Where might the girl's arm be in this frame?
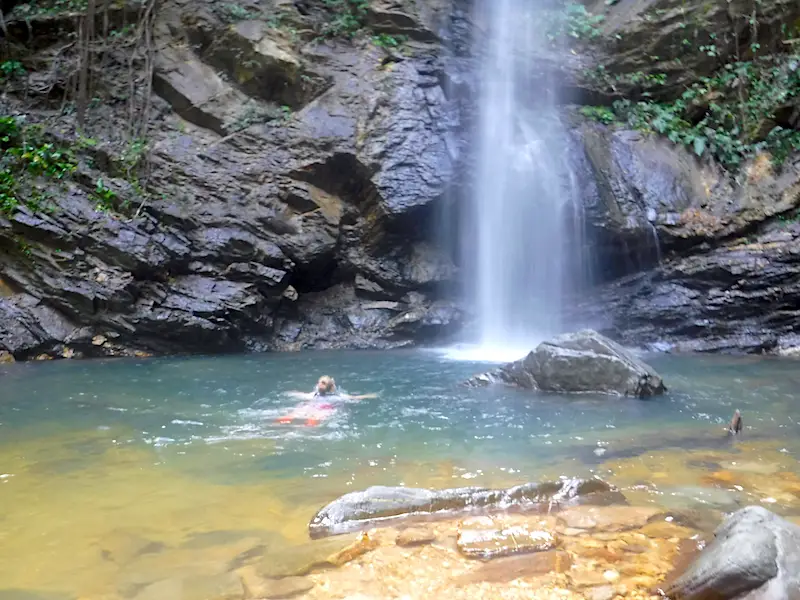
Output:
[347,394,378,400]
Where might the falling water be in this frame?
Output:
[466,0,580,360]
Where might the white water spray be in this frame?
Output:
[456,0,582,360]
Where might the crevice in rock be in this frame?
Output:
[288,152,378,207]
[187,20,331,110]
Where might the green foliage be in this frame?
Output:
[581,55,800,171]
[14,0,88,17]
[372,33,408,48]
[0,60,27,83]
[322,0,369,39]
[545,0,605,43]
[0,116,77,214]
[94,178,117,211]
[220,2,252,23]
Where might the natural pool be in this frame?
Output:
[0,351,800,600]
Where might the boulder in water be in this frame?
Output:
[308,479,626,538]
[663,506,800,600]
[468,329,667,398]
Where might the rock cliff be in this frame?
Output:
[0,0,800,359]
[0,0,472,359]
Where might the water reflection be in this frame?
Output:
[0,352,800,598]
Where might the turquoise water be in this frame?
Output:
[0,351,800,595]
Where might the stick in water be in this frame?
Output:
[728,409,744,435]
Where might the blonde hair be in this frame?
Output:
[317,375,336,394]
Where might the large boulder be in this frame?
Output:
[308,479,625,538]
[664,506,800,600]
[468,329,667,398]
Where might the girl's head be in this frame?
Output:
[317,375,336,396]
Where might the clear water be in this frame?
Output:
[462,0,582,360]
[0,351,800,599]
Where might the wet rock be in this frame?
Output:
+ + + + +
# WHAT YOU WILL DO
Please reproduce the listing above line for line, without the picture.

# EXERCISE SOLUTION
Where might the girl's arm be in this frame?
Output:
[347,394,378,400]
Where might the falling water be in this frame?
Output:
[466,0,580,360]
Where might the white water spray be in this frame?
Output:
[456,0,582,360]
Where might the crevice in rock be in this frame?
Output:
[288,152,378,207]
[187,20,331,110]
Where might the green foliage be in this frame?
Output:
[581,55,800,171]
[14,0,88,17]
[372,33,408,48]
[0,60,27,83]
[322,0,369,39]
[545,0,605,43]
[0,116,77,214]
[94,178,117,211]
[220,2,252,23]
Where might the natural pool be in this frame?
Output:
[0,351,800,600]
Where might the boulder in water be in this frame?
Output:
[308,479,626,538]
[663,506,800,600]
[468,329,667,398]
Where might the rock cliff be in this frame?
Output:
[0,0,800,359]
[0,0,472,359]
Where might the water reflection be in this frame?
Output:
[0,352,800,598]
Where might the turquoise water be in this frame?
Output:
[0,351,800,595]
Where might the stick in water be in this frame?
Output:
[728,409,744,435]
Where might the blonde hair be in this frame?
Output:
[317,375,336,394]
Where might the large boulder be in this frame?
Output:
[308,479,625,538]
[664,506,800,600]
[468,329,667,398]
Where might the girl's head be in this frame?
Output:
[317,375,336,396]
Where might the clear water be in this frame?
Output:
[462,0,582,360]
[0,351,800,599]
Where might the wet rock be in this frame?
Output:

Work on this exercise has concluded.